• Exercise description
Each entry below is to be reproduced exactly, though any pictures it holds must be omitted.

• Data to process
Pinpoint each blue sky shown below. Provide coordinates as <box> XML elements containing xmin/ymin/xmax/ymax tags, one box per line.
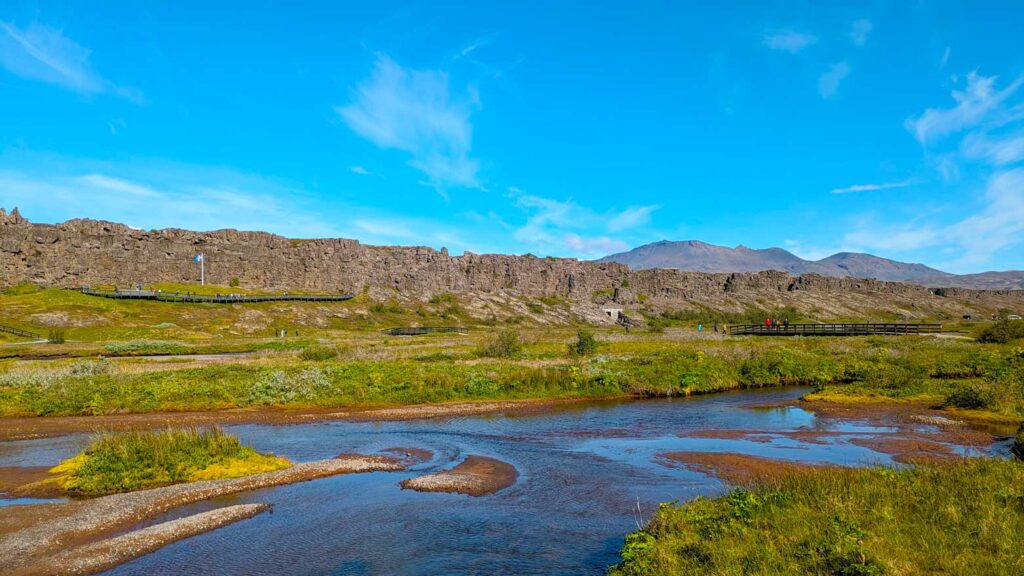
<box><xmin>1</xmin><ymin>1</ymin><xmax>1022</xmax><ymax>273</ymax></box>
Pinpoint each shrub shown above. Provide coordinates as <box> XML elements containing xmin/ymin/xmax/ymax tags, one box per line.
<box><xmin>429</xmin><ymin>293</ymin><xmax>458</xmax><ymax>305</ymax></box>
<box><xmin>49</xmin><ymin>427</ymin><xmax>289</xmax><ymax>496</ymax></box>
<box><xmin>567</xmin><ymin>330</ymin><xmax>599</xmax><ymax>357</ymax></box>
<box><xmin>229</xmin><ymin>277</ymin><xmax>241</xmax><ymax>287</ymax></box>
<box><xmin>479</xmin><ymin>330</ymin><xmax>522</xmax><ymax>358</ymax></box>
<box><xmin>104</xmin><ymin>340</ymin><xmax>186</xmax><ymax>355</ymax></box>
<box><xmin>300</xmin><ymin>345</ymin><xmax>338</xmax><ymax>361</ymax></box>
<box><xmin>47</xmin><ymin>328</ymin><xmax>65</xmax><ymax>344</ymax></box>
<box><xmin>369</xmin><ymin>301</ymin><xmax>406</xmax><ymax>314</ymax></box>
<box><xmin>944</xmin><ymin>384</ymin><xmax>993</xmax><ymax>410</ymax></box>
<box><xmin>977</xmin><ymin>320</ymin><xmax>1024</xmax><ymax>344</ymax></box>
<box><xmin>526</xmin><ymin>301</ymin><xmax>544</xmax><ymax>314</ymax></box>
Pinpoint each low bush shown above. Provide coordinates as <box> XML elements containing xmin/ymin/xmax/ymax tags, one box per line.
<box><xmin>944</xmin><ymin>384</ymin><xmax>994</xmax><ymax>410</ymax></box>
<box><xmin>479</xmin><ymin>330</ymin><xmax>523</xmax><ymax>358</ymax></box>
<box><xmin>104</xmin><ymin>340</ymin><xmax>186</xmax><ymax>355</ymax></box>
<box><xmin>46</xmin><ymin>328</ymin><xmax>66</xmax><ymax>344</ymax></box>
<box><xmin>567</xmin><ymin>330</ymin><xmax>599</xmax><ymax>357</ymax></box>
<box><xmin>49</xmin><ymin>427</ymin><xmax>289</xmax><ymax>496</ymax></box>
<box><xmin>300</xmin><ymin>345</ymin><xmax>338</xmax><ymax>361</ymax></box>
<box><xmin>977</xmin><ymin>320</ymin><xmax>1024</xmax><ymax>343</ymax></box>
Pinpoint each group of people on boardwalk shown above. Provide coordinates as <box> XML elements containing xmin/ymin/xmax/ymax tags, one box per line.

• Solution to this problem
Pinpoint each blue sky shown below. Provide coordinates as <box> XML elements containing xmin/ymin/xmax/ymax tags, one box per line.
<box><xmin>1</xmin><ymin>1</ymin><xmax>1022</xmax><ymax>273</ymax></box>
Pinpoint each shrub shown above. Provide coordinates as <box> XML elements containing xmin/ymin/xmax/ymax tags, one box per line.
<box><xmin>429</xmin><ymin>293</ymin><xmax>458</xmax><ymax>305</ymax></box>
<box><xmin>49</xmin><ymin>427</ymin><xmax>289</xmax><ymax>496</ymax></box>
<box><xmin>567</xmin><ymin>330</ymin><xmax>599</xmax><ymax>357</ymax></box>
<box><xmin>229</xmin><ymin>277</ymin><xmax>241</xmax><ymax>287</ymax></box>
<box><xmin>479</xmin><ymin>330</ymin><xmax>522</xmax><ymax>358</ymax></box>
<box><xmin>104</xmin><ymin>340</ymin><xmax>186</xmax><ymax>355</ymax></box>
<box><xmin>300</xmin><ymin>345</ymin><xmax>338</xmax><ymax>361</ymax></box>
<box><xmin>47</xmin><ymin>328</ymin><xmax>65</xmax><ymax>344</ymax></box>
<box><xmin>369</xmin><ymin>301</ymin><xmax>406</xmax><ymax>314</ymax></box>
<box><xmin>944</xmin><ymin>384</ymin><xmax>993</xmax><ymax>410</ymax></box>
<box><xmin>977</xmin><ymin>320</ymin><xmax>1024</xmax><ymax>344</ymax></box>
<box><xmin>526</xmin><ymin>301</ymin><xmax>544</xmax><ymax>314</ymax></box>
Pinpoint each low bush shown above. Provide coordinates as <box> XML elements containing xmin/ymin/xmax/ymax tags, one box per line.
<box><xmin>944</xmin><ymin>384</ymin><xmax>994</xmax><ymax>410</ymax></box>
<box><xmin>479</xmin><ymin>330</ymin><xmax>523</xmax><ymax>358</ymax></box>
<box><xmin>104</xmin><ymin>340</ymin><xmax>186</xmax><ymax>355</ymax></box>
<box><xmin>46</xmin><ymin>328</ymin><xmax>66</xmax><ymax>344</ymax></box>
<box><xmin>567</xmin><ymin>330</ymin><xmax>599</xmax><ymax>357</ymax></box>
<box><xmin>49</xmin><ymin>427</ymin><xmax>289</xmax><ymax>496</ymax></box>
<box><xmin>300</xmin><ymin>345</ymin><xmax>338</xmax><ymax>361</ymax></box>
<box><xmin>977</xmin><ymin>320</ymin><xmax>1024</xmax><ymax>343</ymax></box>
Pinpoint each group of people on boardwalk shown above. Provide coordinates as <box> XML elements containing xmin/ymin/xmax/ymax tags, one box per line.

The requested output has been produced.